(Point labeling examples)

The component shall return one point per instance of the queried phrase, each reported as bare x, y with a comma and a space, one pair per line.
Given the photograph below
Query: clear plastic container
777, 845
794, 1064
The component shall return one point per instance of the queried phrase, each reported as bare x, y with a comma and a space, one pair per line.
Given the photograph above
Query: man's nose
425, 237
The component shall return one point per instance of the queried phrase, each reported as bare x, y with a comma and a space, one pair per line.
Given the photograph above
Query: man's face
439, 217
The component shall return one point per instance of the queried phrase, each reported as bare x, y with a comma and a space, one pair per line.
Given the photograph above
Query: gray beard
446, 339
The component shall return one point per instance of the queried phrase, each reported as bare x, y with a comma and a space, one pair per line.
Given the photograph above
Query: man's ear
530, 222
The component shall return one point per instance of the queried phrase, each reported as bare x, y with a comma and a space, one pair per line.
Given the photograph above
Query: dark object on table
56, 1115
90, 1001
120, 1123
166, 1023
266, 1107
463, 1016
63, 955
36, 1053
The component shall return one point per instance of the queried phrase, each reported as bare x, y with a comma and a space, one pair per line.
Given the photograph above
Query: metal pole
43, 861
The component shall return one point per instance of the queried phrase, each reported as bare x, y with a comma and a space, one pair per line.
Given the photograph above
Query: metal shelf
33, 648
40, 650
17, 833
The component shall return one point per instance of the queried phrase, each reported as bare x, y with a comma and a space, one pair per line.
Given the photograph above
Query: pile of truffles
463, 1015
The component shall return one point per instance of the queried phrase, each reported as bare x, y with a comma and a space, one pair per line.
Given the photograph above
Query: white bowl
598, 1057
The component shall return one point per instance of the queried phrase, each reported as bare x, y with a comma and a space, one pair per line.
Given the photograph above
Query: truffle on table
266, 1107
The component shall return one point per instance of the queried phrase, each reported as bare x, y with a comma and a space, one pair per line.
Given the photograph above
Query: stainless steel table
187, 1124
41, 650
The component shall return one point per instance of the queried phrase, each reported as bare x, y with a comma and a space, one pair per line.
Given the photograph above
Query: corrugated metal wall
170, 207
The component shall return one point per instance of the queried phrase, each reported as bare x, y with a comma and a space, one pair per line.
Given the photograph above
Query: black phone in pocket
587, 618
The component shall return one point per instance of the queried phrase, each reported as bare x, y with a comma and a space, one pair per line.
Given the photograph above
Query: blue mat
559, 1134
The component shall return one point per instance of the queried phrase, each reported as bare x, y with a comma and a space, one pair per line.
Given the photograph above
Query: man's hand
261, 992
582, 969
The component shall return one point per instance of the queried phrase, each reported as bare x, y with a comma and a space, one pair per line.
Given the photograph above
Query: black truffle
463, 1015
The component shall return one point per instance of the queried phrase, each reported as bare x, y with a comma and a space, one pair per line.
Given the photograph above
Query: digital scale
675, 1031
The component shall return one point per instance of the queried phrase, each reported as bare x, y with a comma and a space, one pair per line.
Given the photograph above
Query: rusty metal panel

◆ JOB:
Print the records above in full, exactly.

◆ FINAL RESULT:
The component shall return one point per instance of the queried phrase, each reported as bare x, y with a comma and a space, one pair per line.
Given the photograph below
Query: clear plastic container
777, 845
794, 1064
The component shall return one point per instance of the queried phrase, each reported as bare x, y with a comma and a space, one pair per line.
Given the photograph above
Query: man's nose
425, 237
The component shall return one point per instance of the queried phrase, each reported as bare x, y with a comma and a space, one pair per line.
Given the photograph above
Query: man's face
439, 217
The component shall return one point per instance of the queried phrase, each reported as bare x, y with a comma and a space, one pair per line.
Given the photograph above
Query: gray beard
446, 339
The component shall return one point per instance of the queried phrase, each reported as bare x, y with a comma and a space, one pair per line.
Given the photograph above
Query: man's ear
530, 222
The component shall return one point per instance of the queried phrase, each reported as bare x, y with a comma and a space, one pair per line.
Given the photograph above
Query: dark object on table
56, 1115
90, 1001
120, 1123
166, 1023
266, 1107
463, 1016
63, 955
36, 1053
The component shall return one point per instance of the queried phrase, each reported as bare x, y with a comma and a space, one pair per line.
Given the photograph above
Query: metal pole
43, 861
The component shall return one point per instance of the queried phrase, each reported as bare x, y with a comma and a space, one pair per line.
Given the photograph above
Query: metal shelf
33, 648
40, 650
17, 833
The component shall return one point per instance of the queried phrase, each reported as bare x, y with a comma and a space, one pair per line.
Given the photograph above
Query: pile of truffles
463, 1015
The component shall return one point per instance of the queried phrase, each reported as bare x, y with a comma and a space, one pair per line.
Given the photograph above
Query: white bowl
598, 1057
The component shall return one point per instance of the queried phrase, each reported as bare x, y with a comma and a space, one pair per line.
Given the photograph above
Query: truffle on table
266, 1107
The component shall return one point per instance of the queried phrase, each reported as bare x, y with a comma and a space, one pair per line.
Given the photograph above
Query: stainless steel table
187, 1124
41, 650
The component shall return one point per instance of the queried phrase, each reported as bare x, y with a comma and a space, one pair per line.
Given the photograph above
Query: corrugated metal wall
170, 207
The component shall return one point per instance of the queried phrase, each reported as bare x, y with a comma and a space, one pair per line.
Given the photograph above
Query: black phone in pocket
587, 618
The component shall return one point per instance of the queried phrase, each reported as bare x, y with a comma and a space, one pair per line.
Given the photograph above
Query: blue mat
559, 1134
The component shall return one point per instance of the queried phrase, each reported as bare x, y with a comma and a space, one pair per line.
Given the photograph above
Query: man's hand
261, 992
582, 969
The component shall return one point per instance of the queried phrase, each reported as bare x, y with a comma and a space, one pair per line.
Given the photograph above
Query: black truffle
463, 1015
The component shall return one point per instance of the queried phrase, each reported as bare x, y with a comma and a space, one pair per line.
Given the photograph above
Query: digital scale
675, 1031
The component shall return one point per instance of the queried phrase, each reported as bare x, y with a comma and a space, one pair per line.
Given the photograph above
Query: rusty metal panel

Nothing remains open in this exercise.